Tag Archives: Honda

My Other Car’s a Ferrari

Once seen as a knock-off Ferrari, yet now revered more than the Maranello products it sought to take on, Honda’s NSX is often regarded as the pinnacle of driver’s cars.

It’s fitting then, that this stunning Technic recreation of the first generation Honda NSX is built only from the parts found within an official Ferrari product, the LEGO Technic 42143 Ferrari Daytona SP3.

Built by Eurobricks’ Romanista, who is making not just their TLCB debut but also posting their first ever creation online, this amazing alternate includes all-wheel double-wishbone suspension with positive caster, working steering with Ackermann geometry, a V6 engine linked to a functional gearbox, pop-up headlights, and opening doors, front trunk and engine cover.

Full details and further imagery of Romanista’s spectacular 42143 alternative can be found at the Eurobricks discussion forum via the link above, and if you’d like to check out TLCB’s huge archive of brilliant B-Models that have appeared here over the years – many of which have building instructions available – you can start your search by clicking here.

Monaco ’88

‘2001: A Space Odyssey’, the Toyota Corolla, and the Monaco Grand Prix. All simultaneously the greatest examples of their respective genres, and also the most boring.

But Formula 1 in Monaco wasn’t always a procession. Before the cars were the size of school buses, which these days makes overtaking impossible, Monaco could put on quite a show.

Back in 1988, even with the complete dominance of the McLaren-Honda MP4/4, the ’88 Monaco Grand Prix delivered. Twenty-six cars started – two of which were even called ‘Megatron’ (seriously, look it up!) – just ten finished, and Ayrton Senna was the class of the field.

Out-qualifying his team-mate Alain Prost by a staggering 1.4 seconds, Senna led the race by almost a minute… until he didn’t. A momentary lapse of concentration eleven laps from the finish and he hit the wall, whereupon he exited his broken McLaren and walked home.

Prost took the win (his forth and final Monaco GP victory), followed by Gerhard Berger’s Ferrari some twenty seconds back. Which means there’s perhaps some artistic license with the cars’ proximity in alex_bricks‘ stunning 1988 Monaco Grand Prix vignette, but in every other respect this is a spectacularly realistic homage to the Monte Carlo street race.

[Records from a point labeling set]
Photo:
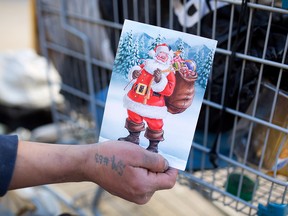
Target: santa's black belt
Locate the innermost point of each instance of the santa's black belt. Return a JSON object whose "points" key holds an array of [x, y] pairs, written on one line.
{"points": [[142, 90]]}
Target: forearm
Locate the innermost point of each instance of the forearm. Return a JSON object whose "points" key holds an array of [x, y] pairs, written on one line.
{"points": [[39, 163]]}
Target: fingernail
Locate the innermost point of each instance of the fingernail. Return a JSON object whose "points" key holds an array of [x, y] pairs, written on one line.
{"points": [[166, 165]]}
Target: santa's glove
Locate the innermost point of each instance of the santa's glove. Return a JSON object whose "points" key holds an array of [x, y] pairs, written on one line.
{"points": [[136, 74], [157, 75]]}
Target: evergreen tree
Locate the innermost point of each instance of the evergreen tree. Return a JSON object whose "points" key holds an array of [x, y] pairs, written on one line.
{"points": [[124, 54], [156, 42], [180, 47], [205, 70]]}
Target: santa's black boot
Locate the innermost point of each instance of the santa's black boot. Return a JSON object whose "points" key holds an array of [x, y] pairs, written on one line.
{"points": [[134, 130], [154, 137]]}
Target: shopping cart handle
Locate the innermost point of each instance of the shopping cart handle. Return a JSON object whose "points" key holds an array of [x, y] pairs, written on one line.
{"points": [[274, 209], [213, 156]]}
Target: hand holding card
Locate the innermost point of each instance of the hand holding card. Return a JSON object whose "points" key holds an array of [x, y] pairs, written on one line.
{"points": [[164, 74]]}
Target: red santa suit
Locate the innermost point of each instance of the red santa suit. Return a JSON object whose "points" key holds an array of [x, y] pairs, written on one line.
{"points": [[145, 100]]}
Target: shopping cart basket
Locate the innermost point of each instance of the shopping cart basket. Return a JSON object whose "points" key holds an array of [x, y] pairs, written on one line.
{"points": [[238, 157]]}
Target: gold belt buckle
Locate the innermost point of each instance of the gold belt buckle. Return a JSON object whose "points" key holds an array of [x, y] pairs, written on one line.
{"points": [[141, 89]]}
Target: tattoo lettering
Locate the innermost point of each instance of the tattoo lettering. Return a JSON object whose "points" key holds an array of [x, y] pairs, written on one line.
{"points": [[117, 166]]}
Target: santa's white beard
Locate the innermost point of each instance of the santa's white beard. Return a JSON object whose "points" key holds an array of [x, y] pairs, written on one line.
{"points": [[152, 64]]}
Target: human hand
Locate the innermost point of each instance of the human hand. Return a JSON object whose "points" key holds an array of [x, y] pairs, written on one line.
{"points": [[136, 74], [157, 75], [129, 171]]}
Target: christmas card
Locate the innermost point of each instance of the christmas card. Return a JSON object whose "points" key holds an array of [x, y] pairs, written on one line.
{"points": [[156, 90]]}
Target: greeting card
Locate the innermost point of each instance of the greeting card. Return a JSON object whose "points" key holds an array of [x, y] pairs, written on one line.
{"points": [[156, 90]]}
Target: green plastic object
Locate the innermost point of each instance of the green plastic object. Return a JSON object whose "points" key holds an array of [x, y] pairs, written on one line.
{"points": [[247, 187], [273, 209]]}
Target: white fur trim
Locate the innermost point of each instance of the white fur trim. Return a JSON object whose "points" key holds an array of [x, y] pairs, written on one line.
{"points": [[164, 49], [152, 64], [158, 87], [145, 110], [136, 67], [151, 53]]}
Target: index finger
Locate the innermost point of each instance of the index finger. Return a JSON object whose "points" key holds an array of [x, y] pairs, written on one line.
{"points": [[154, 162], [166, 180]]}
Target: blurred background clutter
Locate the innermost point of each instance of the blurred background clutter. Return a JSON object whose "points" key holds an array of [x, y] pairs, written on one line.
{"points": [[56, 59]]}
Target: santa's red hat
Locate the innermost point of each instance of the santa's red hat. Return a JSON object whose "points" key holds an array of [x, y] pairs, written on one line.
{"points": [[161, 48]]}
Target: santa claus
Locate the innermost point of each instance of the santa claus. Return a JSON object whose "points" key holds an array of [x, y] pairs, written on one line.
{"points": [[145, 102]]}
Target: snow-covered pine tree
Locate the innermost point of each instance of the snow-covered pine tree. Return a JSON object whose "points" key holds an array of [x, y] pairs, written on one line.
{"points": [[205, 70], [180, 47], [156, 42], [122, 61]]}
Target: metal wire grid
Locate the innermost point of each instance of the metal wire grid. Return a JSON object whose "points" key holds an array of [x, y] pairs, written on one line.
{"points": [[67, 37]]}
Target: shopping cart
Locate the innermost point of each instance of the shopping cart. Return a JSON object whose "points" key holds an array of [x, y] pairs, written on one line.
{"points": [[238, 157]]}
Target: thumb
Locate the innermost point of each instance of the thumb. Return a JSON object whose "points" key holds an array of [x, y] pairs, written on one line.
{"points": [[154, 162]]}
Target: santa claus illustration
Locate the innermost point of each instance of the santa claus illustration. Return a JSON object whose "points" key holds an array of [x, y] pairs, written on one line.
{"points": [[152, 81]]}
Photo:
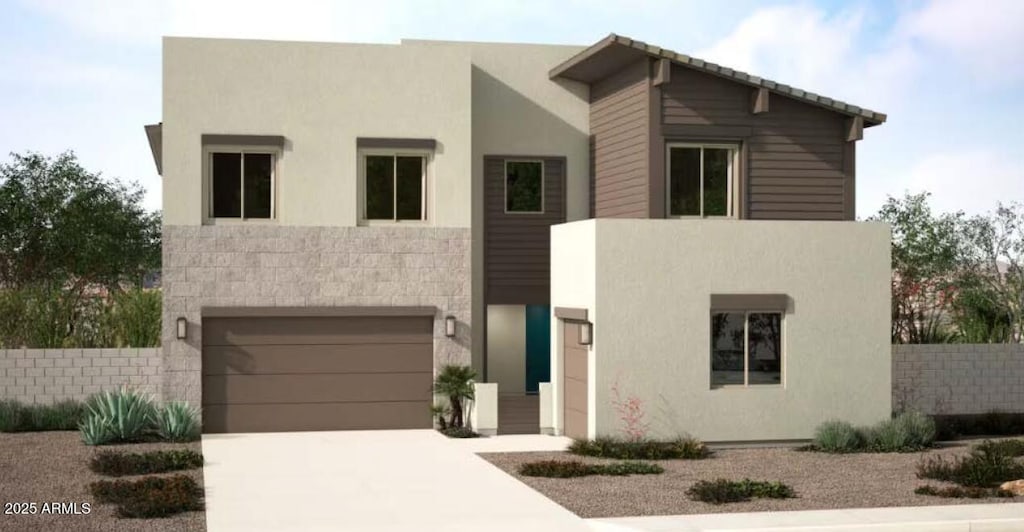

▶ [Tasks to carry out]
• 1. List every Formula 1 driver named in the LEGO car blog post.
• 2. Duplicate the LEGO car blog post between "Back in 1988, even" and "of the field.", inclusive.
• 3. Finish out the next part of the LEGO car blog post, starting after its last sentence.

▶ [Task-by-task outputs]
• 1. Ayrton Senna, Alain Prost, Gerhard Berger

• 2.
Back in 1988, even with the complete dominance of the McLaren-Honda MP4/4, the ’88 Monaco Grand Prix delivered. Twenty-six cars started – two of which were even called ‘Megatron’ (seriously, look it up!) – just ten finished, and Ayrton Senna was the class of the field.

• 3.
Recreating the circuit as it was in the late-’80s required Alex to watch old race footage (which is surely some of the most fun research required to build a Lego model), matching his brick-built version of the Mediterranean Principality to the televised imagery from the time.

The result is a replica of the streets of Monaco as they were in 1988 so perfect we can practically hear the noise from the Formula 1 cars bouncing off the walls of the buildings, with Alex displaying his incredible build at the Brickfair show earlier in the year.

Fortunately he’s uploaded a few images to Flickr too, so you can join TLCB Team immersing themselves in Monaco in 1988 via his photostream. Click the link above to head the greatest race on the Formula 1 calendar, long before it was boring.

Type-BWAAAA

The Lego Car Blog Elves are running around the office making VTEC noises. Which isn’t annoying at all. Still, said racket is at least accurate, because – around TLCB Towers at least – the nighttime streets echo to the sounds of the youths of today driving their ageing Civic Type-Rs fitted with silly exhausts on full throttle. Everywhere. BWAAAAAA!

Still, the clientele isn’t really Honda’s fault, and the late-’90s first generation Civic Type-R (based on the sixth generation Civic) is rapidly heading to genuine classic status. Which will soon make it too expensive for the aforementioned youths to be irritating with.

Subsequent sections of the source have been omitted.